GIVEN RECORDS.
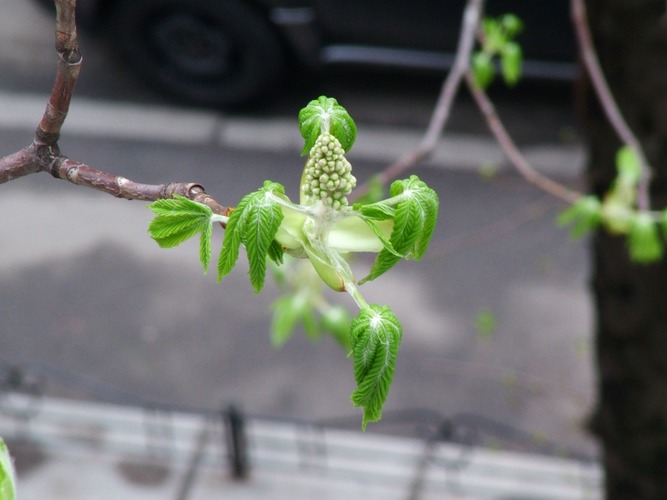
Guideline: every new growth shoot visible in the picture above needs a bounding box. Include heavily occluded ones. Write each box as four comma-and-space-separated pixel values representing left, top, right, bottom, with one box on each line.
148, 96, 439, 429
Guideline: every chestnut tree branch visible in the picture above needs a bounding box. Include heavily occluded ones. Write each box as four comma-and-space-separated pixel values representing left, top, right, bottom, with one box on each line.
466, 74, 582, 204
0, 0, 230, 219
571, 0, 651, 210
366, 0, 483, 190
370, 0, 582, 209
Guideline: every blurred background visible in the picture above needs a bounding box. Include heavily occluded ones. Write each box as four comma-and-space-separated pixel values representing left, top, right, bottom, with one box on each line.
0, 0, 599, 498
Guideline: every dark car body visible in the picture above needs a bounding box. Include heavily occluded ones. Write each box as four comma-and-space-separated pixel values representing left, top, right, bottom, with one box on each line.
39, 0, 576, 107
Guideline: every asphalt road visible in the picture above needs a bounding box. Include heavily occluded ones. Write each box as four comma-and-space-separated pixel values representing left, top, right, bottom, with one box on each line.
0, 0, 596, 459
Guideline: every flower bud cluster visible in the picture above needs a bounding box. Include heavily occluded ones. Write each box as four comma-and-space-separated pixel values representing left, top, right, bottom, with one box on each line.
302, 133, 356, 209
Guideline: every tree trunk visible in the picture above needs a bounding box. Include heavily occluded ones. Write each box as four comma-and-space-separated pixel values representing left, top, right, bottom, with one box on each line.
585, 1, 667, 498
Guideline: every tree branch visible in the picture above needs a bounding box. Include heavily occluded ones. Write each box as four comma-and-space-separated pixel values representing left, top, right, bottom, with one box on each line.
465, 74, 582, 204
0, 0, 230, 218
366, 0, 483, 190
366, 0, 581, 209
38, 0, 81, 142
570, 0, 651, 210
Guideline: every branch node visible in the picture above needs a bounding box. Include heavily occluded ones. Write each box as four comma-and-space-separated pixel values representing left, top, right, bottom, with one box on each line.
58, 47, 83, 66
34, 128, 61, 147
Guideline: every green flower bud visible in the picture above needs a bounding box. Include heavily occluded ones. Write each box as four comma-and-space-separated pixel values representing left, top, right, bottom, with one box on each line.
301, 133, 356, 207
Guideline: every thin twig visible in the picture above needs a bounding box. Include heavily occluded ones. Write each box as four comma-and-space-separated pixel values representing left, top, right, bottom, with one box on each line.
361, 0, 483, 191
466, 74, 582, 205
0, 0, 230, 218
38, 0, 81, 143
570, 0, 651, 210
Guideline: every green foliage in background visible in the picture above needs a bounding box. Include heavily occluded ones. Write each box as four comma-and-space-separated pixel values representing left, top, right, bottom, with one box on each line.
472, 14, 524, 89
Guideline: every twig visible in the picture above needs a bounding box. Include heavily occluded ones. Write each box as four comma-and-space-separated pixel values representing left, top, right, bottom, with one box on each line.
38, 0, 81, 143
466, 74, 582, 204
570, 0, 651, 210
362, 0, 483, 191
0, 148, 40, 184
0, 0, 230, 218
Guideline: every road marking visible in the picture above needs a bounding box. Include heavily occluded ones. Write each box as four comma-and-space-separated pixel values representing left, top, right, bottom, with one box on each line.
0, 90, 584, 176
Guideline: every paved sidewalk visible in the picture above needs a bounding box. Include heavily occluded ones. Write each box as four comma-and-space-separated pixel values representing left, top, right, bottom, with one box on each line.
1, 394, 602, 499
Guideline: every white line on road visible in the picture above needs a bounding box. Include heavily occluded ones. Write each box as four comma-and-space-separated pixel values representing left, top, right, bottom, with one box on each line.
0, 90, 585, 176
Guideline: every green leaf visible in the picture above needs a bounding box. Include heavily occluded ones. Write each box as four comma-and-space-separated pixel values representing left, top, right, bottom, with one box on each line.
199, 222, 213, 272
472, 51, 495, 89
244, 198, 284, 292
616, 146, 641, 185
557, 196, 601, 238
501, 42, 523, 86
482, 18, 500, 45
217, 195, 250, 281
0, 438, 16, 500
148, 195, 214, 273
217, 181, 286, 292
298, 96, 357, 155
270, 294, 317, 346
355, 202, 396, 221
628, 212, 663, 264
320, 305, 353, 351
267, 239, 285, 265
271, 295, 300, 346
362, 218, 403, 258
361, 176, 439, 284
500, 14, 524, 38
350, 305, 402, 430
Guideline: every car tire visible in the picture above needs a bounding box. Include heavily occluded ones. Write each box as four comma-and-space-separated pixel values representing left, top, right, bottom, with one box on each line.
108, 0, 286, 107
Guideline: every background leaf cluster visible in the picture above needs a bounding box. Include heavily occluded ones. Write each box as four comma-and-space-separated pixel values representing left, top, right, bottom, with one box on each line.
472, 14, 524, 89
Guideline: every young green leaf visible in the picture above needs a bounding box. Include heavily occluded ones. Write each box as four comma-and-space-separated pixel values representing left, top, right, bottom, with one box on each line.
320, 305, 353, 351
148, 195, 215, 272
244, 199, 285, 292
267, 239, 285, 265
501, 42, 523, 86
270, 294, 318, 346
298, 96, 357, 155
557, 195, 601, 238
0, 438, 16, 500
500, 13, 524, 38
616, 145, 641, 185
350, 305, 402, 430
628, 212, 663, 264
472, 51, 495, 89
217, 195, 250, 280
360, 176, 439, 284
217, 181, 286, 292
355, 202, 396, 221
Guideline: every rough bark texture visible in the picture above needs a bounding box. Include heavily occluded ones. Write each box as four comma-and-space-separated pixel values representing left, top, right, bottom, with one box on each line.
585, 1, 667, 498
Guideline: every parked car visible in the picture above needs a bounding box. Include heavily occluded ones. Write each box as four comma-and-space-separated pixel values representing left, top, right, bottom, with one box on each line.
36, 0, 576, 107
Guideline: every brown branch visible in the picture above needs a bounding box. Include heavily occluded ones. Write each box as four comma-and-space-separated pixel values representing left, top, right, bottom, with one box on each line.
0, 148, 41, 183
570, 0, 651, 210
361, 0, 483, 191
466, 74, 582, 205
38, 0, 81, 142
0, 0, 230, 218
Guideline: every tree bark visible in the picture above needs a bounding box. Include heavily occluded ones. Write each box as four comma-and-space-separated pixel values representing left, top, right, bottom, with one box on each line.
585, 1, 667, 498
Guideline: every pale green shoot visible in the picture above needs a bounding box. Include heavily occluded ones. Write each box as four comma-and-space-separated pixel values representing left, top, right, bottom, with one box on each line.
147, 96, 439, 429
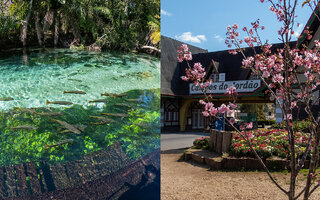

DESCRIPTION OF THE TASK. Produce a word-for-word version of the material, with no pictures included.

EXERCISE RESULT.
Guideline: every new growth shoot visible in the picture above needs a bounding box. Include heavily occluded ones. Write each box as four comma-and-space-separated pixel values representing left, top, right, bottom, with one box on each line.
148, 96, 439, 429
Guideline: every chestnut tree branch visible in the picture above needs a bounding box. Include heavily occluded ones. Write each box as four comma-and-space-separated pixel values representing left, top, right, bottom, with one box on each line.
466, 74, 582, 204
0, 0, 230, 219
571, 0, 651, 210
366, 0, 483, 190
370, 0, 582, 209
Guideline: every blurred background visible in the picture above needs a bounding box. Include heavily occluded ones. Write each box as four comma-and-space-separated pixel values representing left, top, right, bottom, with one box on each line.
0, 0, 599, 498
Guideline: every dark car body visible in the picture above needs a bounding box. Include heavily occluded ones. Write each box as four comma-and-space-separated pixel values representing left, top, right, bottom, with one box on each line.
39, 0, 576, 107
Guideline: every asphalt road visible in the picture above needs a bounding box. Include heavily occluded ones. Write each box as four comma-and-space-separated pixel values representing left, top, right, bottom, with one box on each line.
0, 0, 596, 459
Guideline: every flower bud cluster visible in the picture above needs a bounding box. Include heavily occluded ones. Write each box as four comma-and-space-separated pixel values representing left, top, right, bottom, with one box on each line.
302, 133, 356, 209
Guideline: every tree trunk visible in the picture above needs a bounding box. Include heavily occluded ones. Write each box as four comma-and-space-separated pixel values representing left, top, right, bottom, with one box on each line.
585, 1, 667, 498
Guideline: every tree branch visible in the picture above needs a bounding box. Include heavily occluded ones. Write each box as four comma-and-space-separated pixel values representing left, top, right, bottom, with one box on each line.
465, 74, 582, 204
0, 0, 230, 218
366, 0, 483, 190
366, 0, 581, 209
38, 0, 81, 142
570, 0, 651, 210
Guideline: every branch node visible in the picture above needs a bounding box. Include heavily occluded ones. Write each box as four comma-and-space-separated pixel values representing left, top, right, bottom, with one box on each line.
58, 47, 83, 66
34, 128, 61, 147
Guideline: every green flower bud visible in the picture above needs a bounding box. Include heavily occluded ones. Write each box as four comma-and-space-separated pixel values representing left, top, right, bottom, with one box on each line.
301, 133, 356, 207
Guideline: every thin twig visible in the picture above needs a bounding box. Include heavily occluded ones. Write each box as four comma-and-space-separated pixel values representing left, top, right, bottom, with one box on each line.
361, 0, 483, 191
466, 74, 582, 205
0, 0, 230, 218
38, 0, 81, 143
570, 0, 651, 210
Guideline: every green foliage in background visible in the picture above needs a bounding box. Include heavily occluded ones. Write each box as four comma-and-space-separated pixel values representing left, top, right, bottom, with one box on each line.
472, 14, 524, 89
Guideline: every twig visible in the picture above needs a bounding box. Include heavily occluded ones. Write each box as four comma-and-space-separated pixel values representing left, top, right, bottom, with one box on each line.
38, 0, 81, 143
466, 74, 582, 204
570, 0, 651, 210
362, 0, 483, 191
0, 148, 40, 184
0, 0, 230, 218
Guideline: every road marking visible in the picture above needs a bounding box. Include heavily occluded ones. Write each box as four comma-and-space-separated pixel values representing left, top, right, bottom, with one box on each line.
0, 90, 584, 176
Guideline: every paved sidewalk visible in the picture above needs a bounding box. Include heavily occluded ones. Write each box as four comma-and-space-separated pixel values representing left, top, right, bottom, with one box on each line.
1, 394, 602, 499
Guideline: every white line on road visible in the picture above needs a bounding box. Include heavily occluded ones. Write each box as four comma-and-space-separated pixel values representing left, top, right, bottom, with one box on each line.
0, 90, 585, 176
Guideline: every green leaf visible in the picture above needs a bounding box. Include heavily occluded ones. Write each box as four comma-and-space-separated pixel values representing left, top, right, bottom, with one box on each line.
199, 222, 213, 272
472, 51, 495, 89
244, 198, 284, 292
616, 146, 641, 185
557, 196, 601, 238
501, 42, 523, 86
482, 18, 500, 45
217, 195, 250, 281
0, 438, 16, 500
148, 195, 214, 273
217, 181, 286, 292
298, 96, 357, 155
270, 294, 317, 346
355, 202, 396, 221
628, 212, 663, 264
320, 305, 353, 351
267, 239, 285, 265
271, 295, 300, 346
362, 218, 403, 258
361, 176, 439, 284
500, 14, 524, 38
350, 305, 402, 430
Guideline: every car tire visible in the picture above needs a bounding box. Include heavily occluded ones. Write each box as four comma-and-space-separated pixel values representing left, top, right, bottom, with one box on each line.
108, 0, 286, 107
Guideline: every background leaf cluster visible in the picture above needs a bounding box. Include heavily occluded ones. Write each box as four comma-and-space-separated pixel values representing left, top, right, bottom, with one box on each line.
472, 14, 524, 89
Guideline: every young green leaf visible in the picture above needs a bounding box. Include heavily occluded ones. Write each box as four comma-and-space-separated pixel values representing left, top, right, bottom, with one box on each line.
320, 305, 353, 351
148, 195, 215, 272
244, 199, 285, 292
267, 239, 285, 265
501, 42, 523, 86
270, 294, 318, 346
298, 96, 357, 155
557, 195, 601, 238
0, 438, 16, 500
500, 13, 524, 38
616, 145, 641, 185
350, 305, 402, 430
628, 212, 663, 264
472, 51, 495, 89
217, 195, 250, 280
360, 176, 439, 284
217, 181, 286, 292
355, 202, 396, 221
Guideline: every rough bark texture visible in the picture above needs a bounding box. Include heavily occluded ones. Write each box as four comma-and-space-separated pixel values representing left, top, right, bottom, with one box on each line.
585, 1, 667, 498
Guideline: every parked car visible in the picture above needs a bounding box. Include heavily occluded ones. Write each box as four comma-and-space-separated pixel values representing left, top, right, bottom, with one box on each line.
36, 0, 576, 107
Guideline: every brown branch visible in the picture above needs a bounding box. Include heavily occluded ones. Write each box as four comma-and-space-separated pixel values representing left, top, right, bottom, with one box on each line.
0, 148, 41, 183
570, 0, 651, 210
361, 0, 483, 191
466, 74, 582, 205
38, 0, 81, 142
0, 0, 230, 218
Guideline: every tree bark visible in the picture above needs a bounding box. Include heavily occluded ones. Write each box as four comma-and-space-separated pixel values representing left, top, right, bottom, with one box on each line.
585, 1, 667, 498
Guideline: every pale green shoot visible in the picture above needs a bounding box. Include heavily occluded ones. Write each box as four comma-and-space-separated pixel values representing left, top, right, bottom, with one box on each line.
147, 96, 439, 429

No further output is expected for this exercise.